■ ISTRUZIONE 1 ■
Nelle righe fornite più avanti, converta in un elenco JSON di stringhe tutto ciò che va dalla riga contenente "Identify the electrical" fino alla fine delle righe, entrambi gli estremi compresi. Usi una stringa per ogni riga e tralasci le righe vuote.

■ TESTO ■
Niccolò

I signori delle liste

David Allegranti

Tavoli, caminetti, nottate in bianco. Chi decide le candidature al Parlamento per Pd, Forza Italia, Lega, Fratelli d'Italia

Roma. La composizione delle liste elettorali è un gioco di prestigio fatto di incastri, speranze distrutte nell’arco di una notte, quote correntizie, fregature memorabili e anticamere di fronte alle stanze di capipartito e capibastone. Se parli con Forza Italia, ti dicono che l'unico che decide è Berlusconi. Se parli con Pd, ti spiegano che a fare tutto è Renzi. Naturalmente, i leader hanno l'ultima parola, ma il lavoro di preparazione lo fanno altri.

■ ISTRUZIONE 2 ■
Secondo il testo, chi è l'unico a decidere a detta di chi parla per Forza Italia?

■ RIGHE FORNITE ■

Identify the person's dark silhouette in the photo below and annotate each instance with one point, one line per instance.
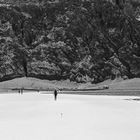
(55, 94)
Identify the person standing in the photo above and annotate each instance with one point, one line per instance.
(55, 94)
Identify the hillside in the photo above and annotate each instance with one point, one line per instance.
(80, 41)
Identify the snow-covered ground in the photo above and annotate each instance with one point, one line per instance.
(35, 116)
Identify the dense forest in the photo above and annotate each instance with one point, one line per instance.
(80, 40)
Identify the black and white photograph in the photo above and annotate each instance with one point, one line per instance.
(69, 69)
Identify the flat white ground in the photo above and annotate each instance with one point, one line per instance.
(34, 116)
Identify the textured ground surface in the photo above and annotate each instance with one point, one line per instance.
(37, 116)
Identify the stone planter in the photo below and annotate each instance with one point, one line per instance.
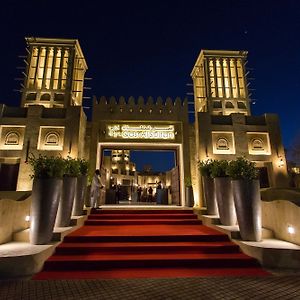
(46, 194)
(209, 196)
(224, 197)
(66, 202)
(248, 208)
(79, 195)
(189, 196)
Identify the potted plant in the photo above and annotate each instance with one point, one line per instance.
(46, 192)
(208, 187)
(71, 171)
(223, 192)
(81, 187)
(189, 196)
(245, 185)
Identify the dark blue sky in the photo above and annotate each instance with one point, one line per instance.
(148, 48)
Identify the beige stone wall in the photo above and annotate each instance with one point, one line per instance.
(12, 217)
(242, 129)
(72, 124)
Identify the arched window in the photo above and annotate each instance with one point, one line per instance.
(12, 138)
(241, 105)
(222, 144)
(52, 138)
(257, 144)
(31, 96)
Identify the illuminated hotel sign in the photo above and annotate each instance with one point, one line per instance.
(144, 132)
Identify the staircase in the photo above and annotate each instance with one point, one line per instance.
(146, 243)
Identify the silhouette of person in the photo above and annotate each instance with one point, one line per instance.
(139, 191)
(118, 193)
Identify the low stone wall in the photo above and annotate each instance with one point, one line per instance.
(14, 207)
(281, 209)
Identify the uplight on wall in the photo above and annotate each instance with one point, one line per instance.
(291, 229)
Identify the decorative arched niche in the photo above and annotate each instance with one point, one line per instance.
(12, 137)
(223, 142)
(258, 143)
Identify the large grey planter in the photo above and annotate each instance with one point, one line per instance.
(79, 195)
(46, 194)
(248, 208)
(189, 196)
(224, 197)
(210, 196)
(66, 202)
(87, 201)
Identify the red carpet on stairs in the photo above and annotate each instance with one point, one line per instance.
(146, 243)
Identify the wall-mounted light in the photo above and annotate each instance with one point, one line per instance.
(291, 229)
(280, 162)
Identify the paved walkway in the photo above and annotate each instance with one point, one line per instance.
(273, 287)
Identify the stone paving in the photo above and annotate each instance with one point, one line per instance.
(272, 287)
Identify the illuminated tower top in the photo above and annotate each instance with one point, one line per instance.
(55, 73)
(219, 81)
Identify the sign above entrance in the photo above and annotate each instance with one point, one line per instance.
(143, 132)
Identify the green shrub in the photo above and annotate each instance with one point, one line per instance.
(219, 168)
(204, 167)
(72, 167)
(242, 168)
(46, 167)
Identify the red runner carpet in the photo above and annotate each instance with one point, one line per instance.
(146, 243)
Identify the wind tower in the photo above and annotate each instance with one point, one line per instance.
(219, 81)
(54, 75)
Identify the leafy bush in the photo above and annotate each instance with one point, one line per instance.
(242, 168)
(46, 167)
(219, 168)
(72, 167)
(204, 167)
(83, 166)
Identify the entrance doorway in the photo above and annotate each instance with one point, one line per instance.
(141, 175)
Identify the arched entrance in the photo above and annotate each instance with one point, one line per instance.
(127, 125)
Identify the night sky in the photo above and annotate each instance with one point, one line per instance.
(148, 48)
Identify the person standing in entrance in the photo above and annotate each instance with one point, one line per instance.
(139, 192)
(95, 189)
(150, 194)
(118, 194)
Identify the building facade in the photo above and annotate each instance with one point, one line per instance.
(51, 121)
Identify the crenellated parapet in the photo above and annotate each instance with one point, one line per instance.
(142, 108)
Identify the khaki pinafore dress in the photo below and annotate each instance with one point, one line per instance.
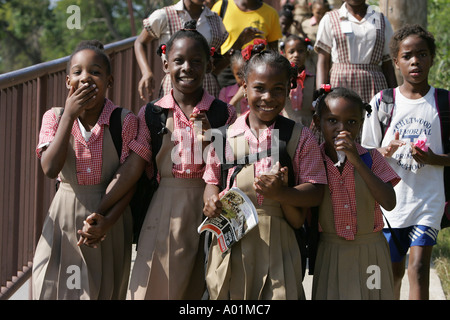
(266, 263)
(358, 269)
(170, 258)
(63, 270)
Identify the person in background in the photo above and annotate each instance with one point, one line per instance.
(353, 50)
(350, 219)
(416, 220)
(163, 23)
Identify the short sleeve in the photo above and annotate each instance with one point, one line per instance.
(141, 145)
(308, 163)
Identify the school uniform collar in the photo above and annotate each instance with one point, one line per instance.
(344, 14)
(168, 102)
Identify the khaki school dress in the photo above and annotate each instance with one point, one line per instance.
(266, 263)
(63, 270)
(170, 258)
(358, 269)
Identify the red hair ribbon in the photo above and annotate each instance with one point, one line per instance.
(326, 87)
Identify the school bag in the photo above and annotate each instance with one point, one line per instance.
(155, 119)
(289, 134)
(442, 99)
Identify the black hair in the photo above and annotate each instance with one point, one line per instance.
(189, 30)
(407, 31)
(95, 46)
(261, 56)
(291, 37)
(322, 96)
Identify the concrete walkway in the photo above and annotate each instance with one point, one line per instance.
(436, 292)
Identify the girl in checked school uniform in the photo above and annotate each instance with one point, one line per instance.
(299, 105)
(353, 49)
(266, 262)
(350, 218)
(170, 258)
(76, 146)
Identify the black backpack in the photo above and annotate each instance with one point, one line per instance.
(155, 118)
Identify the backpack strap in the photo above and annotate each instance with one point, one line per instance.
(217, 113)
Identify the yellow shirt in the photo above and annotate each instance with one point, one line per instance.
(265, 19)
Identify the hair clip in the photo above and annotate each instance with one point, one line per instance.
(326, 87)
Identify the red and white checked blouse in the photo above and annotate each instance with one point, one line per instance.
(307, 163)
(88, 154)
(343, 195)
(187, 158)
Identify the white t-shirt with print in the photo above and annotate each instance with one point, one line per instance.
(420, 193)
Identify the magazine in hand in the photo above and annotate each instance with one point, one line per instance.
(238, 217)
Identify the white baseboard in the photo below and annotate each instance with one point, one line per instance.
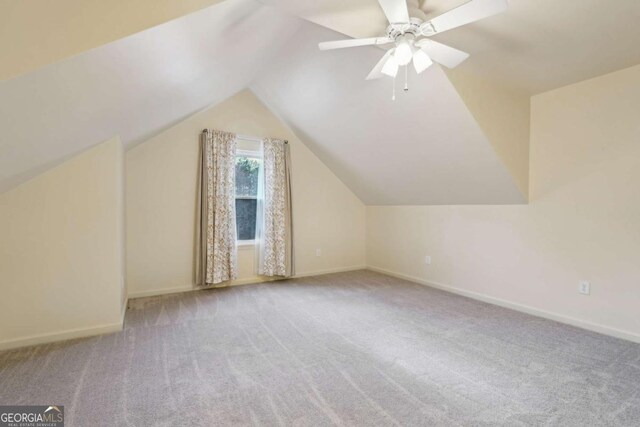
(247, 281)
(61, 336)
(584, 324)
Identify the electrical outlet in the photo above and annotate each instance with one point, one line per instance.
(584, 287)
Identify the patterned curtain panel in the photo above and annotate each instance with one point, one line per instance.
(217, 231)
(274, 230)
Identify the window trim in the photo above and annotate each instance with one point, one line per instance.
(247, 244)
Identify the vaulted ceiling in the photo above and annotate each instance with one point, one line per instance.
(136, 86)
(423, 148)
(452, 138)
(537, 45)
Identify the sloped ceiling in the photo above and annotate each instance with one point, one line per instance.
(37, 33)
(537, 45)
(134, 87)
(423, 148)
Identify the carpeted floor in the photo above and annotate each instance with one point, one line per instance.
(355, 348)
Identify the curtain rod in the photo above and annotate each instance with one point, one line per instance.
(247, 137)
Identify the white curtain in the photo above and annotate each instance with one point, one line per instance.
(216, 259)
(274, 228)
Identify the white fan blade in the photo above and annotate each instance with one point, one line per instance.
(464, 14)
(441, 53)
(339, 44)
(421, 61)
(376, 73)
(395, 10)
(390, 67)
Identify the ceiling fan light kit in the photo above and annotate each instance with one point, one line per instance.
(411, 36)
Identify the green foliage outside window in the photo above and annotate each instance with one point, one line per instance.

■ RISULTATO CORRETTO 1 ■
[
  "Identify the electrical outlet in the photo above and annotate each instance with one point, one line per instance.",
  "(584, 287)",
  "Identify the patterned curtain panel in the photo above and annotate each instance with one point, one line per instance.",
  "(217, 231)",
  "(274, 230)",
  "Identify the window trim in the photo above and annotate each instance with one point, one line per instance.",
  "(247, 244)",
  "Identify the vaulted ceiling in the photo above and annotate each instance with one point, one line per instance.",
  "(136, 86)",
  "(423, 148)",
  "(452, 138)",
  "(537, 45)",
  "Identify the sloped ceiling in the photo above and annotate each instance with one point, one line per instance.",
  "(37, 33)",
  "(537, 45)",
  "(134, 87)",
  "(423, 148)",
  "Identify the carpeted floor in the photo above and annotate each instance with one point, one line per instance.",
  "(355, 348)",
  "Identify the curtain rod in the photo above and annotate each instance with one point, one line per instance.",
  "(247, 137)",
  "Identify the white curtain in the photo above and annotate each instance with one point, one line per instance.",
  "(216, 259)",
  "(274, 228)",
  "Identify the white fan blade in the photo above and annotate each instance with one point, one line per instance.",
  "(464, 14)",
  "(441, 53)",
  "(339, 44)",
  "(421, 61)",
  "(376, 73)",
  "(395, 10)",
  "(390, 67)",
  "Identify the ceiling fan light kit in the photo above and annotate each instance with one point, one line per instance.",
  "(411, 36)",
  "Identify the green foliage outside window in the photo above and annotate each instance with one point, one line per instance."
]

■ RISULTATO CORRETTO 2 ■
Berlusconi.